EXERCISES TO COMPLETE
(A) Answer these questions from the benchmarking write-up below, one line each:
(i) What processor and how much RAM did the server used for the benchmarks have?
(ii) How many features does each sample in the Wine dataset have?
(iii) What proving time is listed for the Iris dataset with 20 epochs and 50 train samples?
(B) Duplicate the stretch from "- Number of" through "co-noir for different number of samples." in the benchmarking write-up below.

EXCERPT TO READ

^^^^

Benchmarking
We performed a benchmarking process to test the performance of our implementation. This benchmarking was done using two datasets: the Iris dataset and the Wine dataset. In this benchmarking, we measured the following performance metrics:
- Accuracy with respect to a clear text implementation using floating-point numbers.
- Number of gates and ACIR opcodes of the Noir implementation for different number of samples.
- Training time using co-noir for different number of samples.
The benchmarks were executed in a server with an AMD EPYC Processor @ 2.0 GHz with 32 GB of RAM. The version of each tool used in these benchmarks are:
- Noir: 1.0.0-beta.2
- Barretenberg: 0.72.1
- coNoir: 0.5.0
Datasets
We begin by describing the Iris dataset. The Iris dataset contains 50 samples for each type of Iris flower: setosa, versicolor, and virginica, having a total of 150 samples. For each sample, the dataset contains four features: the length and the width of the sepal and petal of each flower measured in centimeters. In this case, a logistic regression model will take the length and the with of the sepal and petal for a new length in centimeters, and the model will tell whether this flower is a setosa, a versicolor, or a virginica type.
On the other hand, the Wine dataset contains a total of 178 samples, where each sample is one of three types of wines grown in the same region of Italy but derived from three different cultivars. Each sample in the dataset has 13 features presented next:
- Alcohol
- Malic acid
- Ash
- Alcalinity of ash
- Magnesium
- Total phenols
- Flavanoids
- Nonflavanoid phenols
- Proanthocyanins
- Color intensity
- Hue
- OD280/OD315 of diluted wines
- Proline
Results
For the Iris dataset, we obtained the following results for the number of gates and ACIR opcodes:
Epochs | Train samples | ACIR opcodes | Circuit size | Proving time |
---|---|---|---|---|
10 | 30 | 317,088 | 660,166 | 0m 39.295s |
10 | 50 | 523,048 | 1,085,961 | 1m 15.344s |
20 | 30 | 655,848 | 1,355,005 | 1m 18.012s |
20 | 50 | 1,082,008 | 2,232,450 | 2m 35.643s |
30 | 30 | 994,608 | 2,049,841 | 1m 24.117s |
30 | 50 | 1,640,968 | 3,378,936 | 2m 19.931s |
For the Wine dataset, we obtained the following results for the number of gates and ACIR opcodes:
Epochs | Train samples | ACIR opcodes | Circuit size | Proving time |
---|---|---|---|---|
10 | 30 | 614,088 | 1,402,019 | 1m 19.345s |
10 | 50 | 1,007,788 | 2,301,844 | 2m 37.078s |
20 | 30 | 1,260,378 | 2,866,087 | 2m 18.731s |
20 | 50 | 2,068,678 | 4,708,962 | 1m 49.081s |
30 | 30 | 1,906,668 | 4,330,154 | 1m 32.140s |
For the last table with the Wine dataset, we did not measure the case for 30 epochs and 50 training samples given that it fills the RAM memory.

^^^^

(Dataset excerpts on object pointing)

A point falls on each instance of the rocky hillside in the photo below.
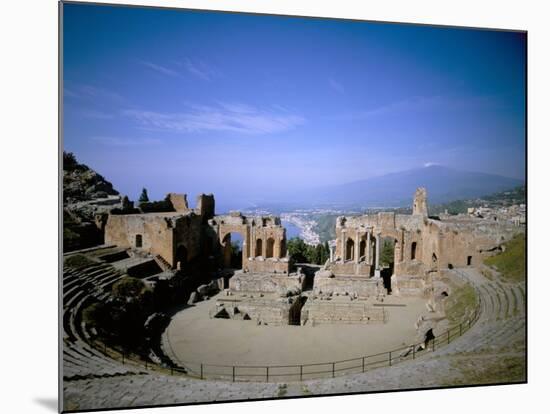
(81, 183)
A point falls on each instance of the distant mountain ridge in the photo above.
(396, 189)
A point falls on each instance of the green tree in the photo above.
(144, 198)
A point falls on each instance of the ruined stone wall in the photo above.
(266, 283)
(421, 244)
(187, 237)
(261, 265)
(317, 312)
(179, 202)
(205, 206)
(263, 237)
(156, 235)
(258, 310)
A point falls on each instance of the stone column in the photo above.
(377, 266)
(343, 246)
(368, 248)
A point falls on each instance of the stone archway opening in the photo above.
(362, 249)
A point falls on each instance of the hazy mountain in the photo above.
(397, 189)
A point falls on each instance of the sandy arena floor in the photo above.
(193, 337)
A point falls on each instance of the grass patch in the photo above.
(78, 260)
(462, 300)
(487, 273)
(511, 262)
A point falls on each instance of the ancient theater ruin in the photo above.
(238, 307)
(270, 289)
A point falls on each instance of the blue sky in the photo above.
(242, 105)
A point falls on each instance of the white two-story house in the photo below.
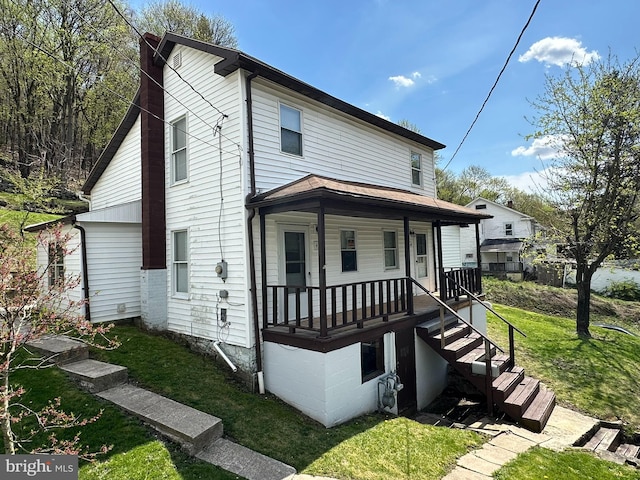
(503, 240)
(277, 226)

^^^^

SOLUTIONS
(A)
(i) An AMD EPYC Processor @ 2.0 GHz with 32 GB of RAM.
(ii) 13.
(iii) 2m 35.643s.

(B)
- Number of gates and ACIR opcodes of the Noir implementation for different number of samples.
- Training time using co-noir for different number of samples.